* [SOURCE DOCUMENT]
While analyzing the market of wind turbines to find the direction of the future developments, one can see a continuous upscaling of wind turbines. Upscaling is performed to harness a larger resource and benefit from economy of scale. This will pose several fundamental implications that have to be identified and tackled in advance.
This research focuses on investigating the technical and economical feasibility and limits of large scale offshore wind turbines using the current dominant concept, i.e. a three-bladed, upwind, variable speed, pitch regulated wind turbine installed on a monopile in an offshore wind farm.
Thus, the objective of this research is to investigate how upscaling influences the offshore wind turbines. Specifically, following questions are of interest:
1. How do the technical characteristics of the larger scales change with size and can these technical characteristics appear as a barrier?
2. How does the economy of the future offshore wind turbines change with size?
3. What are the considerations and required changes for future offshore wind turbines?
To address these questions, a more sophisticated method than the classical upscaling method should be employed. This method should provide the detailed technical and economical data at larger scales and address all the design drivers of such big machines to identify the associated problems.

* [TASK DATA]

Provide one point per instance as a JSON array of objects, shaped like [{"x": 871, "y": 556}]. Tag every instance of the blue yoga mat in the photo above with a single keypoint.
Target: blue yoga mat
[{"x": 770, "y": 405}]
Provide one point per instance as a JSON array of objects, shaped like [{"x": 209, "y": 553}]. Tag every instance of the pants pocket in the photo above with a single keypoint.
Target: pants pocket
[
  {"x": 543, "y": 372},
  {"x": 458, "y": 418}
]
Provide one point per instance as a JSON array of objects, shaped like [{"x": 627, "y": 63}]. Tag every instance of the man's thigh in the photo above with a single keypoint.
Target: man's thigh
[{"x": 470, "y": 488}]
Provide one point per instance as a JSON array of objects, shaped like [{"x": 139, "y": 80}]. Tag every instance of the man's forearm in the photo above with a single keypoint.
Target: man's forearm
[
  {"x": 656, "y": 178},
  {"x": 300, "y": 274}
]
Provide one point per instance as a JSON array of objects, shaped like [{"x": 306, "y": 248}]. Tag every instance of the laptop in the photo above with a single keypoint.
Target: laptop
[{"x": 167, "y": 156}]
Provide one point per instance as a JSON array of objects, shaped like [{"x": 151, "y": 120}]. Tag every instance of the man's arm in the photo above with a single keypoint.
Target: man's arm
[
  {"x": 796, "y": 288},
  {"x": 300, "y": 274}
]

...

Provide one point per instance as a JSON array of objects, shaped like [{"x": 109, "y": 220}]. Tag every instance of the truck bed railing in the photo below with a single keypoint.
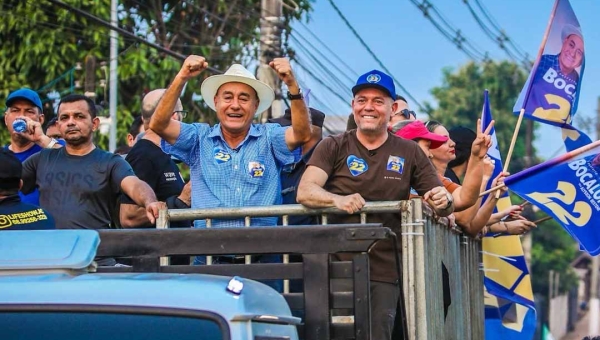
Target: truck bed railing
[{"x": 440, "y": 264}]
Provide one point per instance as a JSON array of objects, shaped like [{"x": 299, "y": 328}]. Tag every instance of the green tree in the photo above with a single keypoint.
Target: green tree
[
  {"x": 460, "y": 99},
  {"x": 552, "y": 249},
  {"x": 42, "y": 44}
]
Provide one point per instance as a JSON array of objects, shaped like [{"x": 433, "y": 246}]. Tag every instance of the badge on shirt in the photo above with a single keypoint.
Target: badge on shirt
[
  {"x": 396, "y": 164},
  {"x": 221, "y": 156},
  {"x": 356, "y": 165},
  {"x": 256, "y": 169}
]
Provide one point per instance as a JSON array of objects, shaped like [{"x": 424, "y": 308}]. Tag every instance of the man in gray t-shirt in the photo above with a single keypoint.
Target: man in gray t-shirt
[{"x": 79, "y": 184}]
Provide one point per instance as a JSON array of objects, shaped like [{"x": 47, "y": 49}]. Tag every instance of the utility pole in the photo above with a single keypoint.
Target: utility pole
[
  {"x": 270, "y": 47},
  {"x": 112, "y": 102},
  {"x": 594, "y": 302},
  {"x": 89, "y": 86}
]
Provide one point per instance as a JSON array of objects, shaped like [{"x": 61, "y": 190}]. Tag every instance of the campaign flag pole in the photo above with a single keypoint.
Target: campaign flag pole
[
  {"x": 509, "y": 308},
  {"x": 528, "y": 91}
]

* * *

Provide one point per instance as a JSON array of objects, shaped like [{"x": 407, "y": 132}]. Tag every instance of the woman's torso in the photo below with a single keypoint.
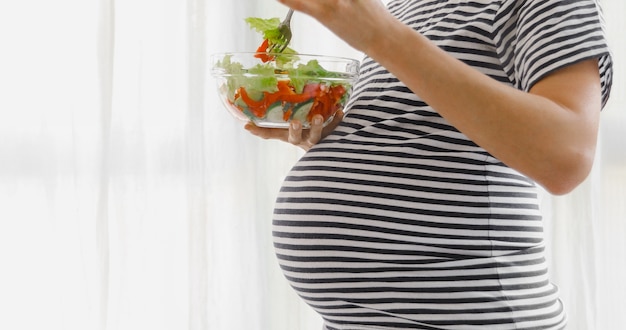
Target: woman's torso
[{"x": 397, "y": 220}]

* [CHALLENGES]
a. Pick out every line of the entries that contains the word "badge" and copy each one unchanged.
b. Pick up the passage on upscaling offshore wind turbines after its last sentence and keep writing it.

* [PER-TASK ANSWERS]
a.
Provide one point per instance as a JSON array of objects, shaped like [{"x": 433, "y": 246}]. Tag every instance of the badge on shirt in the photo above with a single keypoint.
Target: badge on shirt

b.
However, interdisciplinary interactions among structure, aerodynamics and control subject to constraints on fatigue, stresses, deflections and frequencies as well as considerations on aeroelastic instability make the development of such a method a cumbersome and complex task.
Among many different methods, integrated aeroservoelastic design optimization is found to be the best approach. Therefore, the scaling study of this research is formulated as an multidisciplinary design optimization problem. This method enables the design of the future offshore wind turbines at the required level of details that is needed to investigate the effect of size on technical and economical characteristics at larger scales.
Using this method, 5, 10 and 20 MW wind turbines are designed and optimized, including the most relevant design constraints and levelized cost of energy as the objective function. In addition to the design of these wind turbines, the method itself shows a clear way forward for the future offshore wind turbine design methodology development.
Based on these optimized wind turbines, scaling trends are constructed to investigate the behavior of a wind turbine as it scales with size. These trends are formulated as a function of rotor diameter to properly reflect the scale. Loading, mass, cost and some other useful trends are extracted to investigate the scaling phenomenon. Blades and tower as the most flexible load carrying components are examined with more attention.
Using these results, the challenges of very large scale offshore wind turbines up to 20 MW range are explored and identified. These results demonstrate that a 20 MW design is technically feasible though economically not attractive. Therefore, upscaling of the current wind turbine configurations seems to be an inappropriate approach for larger offshore wind turbines.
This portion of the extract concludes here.